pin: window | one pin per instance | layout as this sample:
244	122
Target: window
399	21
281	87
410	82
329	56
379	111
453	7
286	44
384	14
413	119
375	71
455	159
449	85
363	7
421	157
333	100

▸ Instructions for the task: Return every record, word for word.

▸ Task solution:
pin: window | one pin per instance | layout as this sample:
244	122
Target: window
399	21
281	87
410	82
329	56
379	111
453	7
286	44
384	14
413	119
375	71
455	159
449	85
363	7
421	157
333	100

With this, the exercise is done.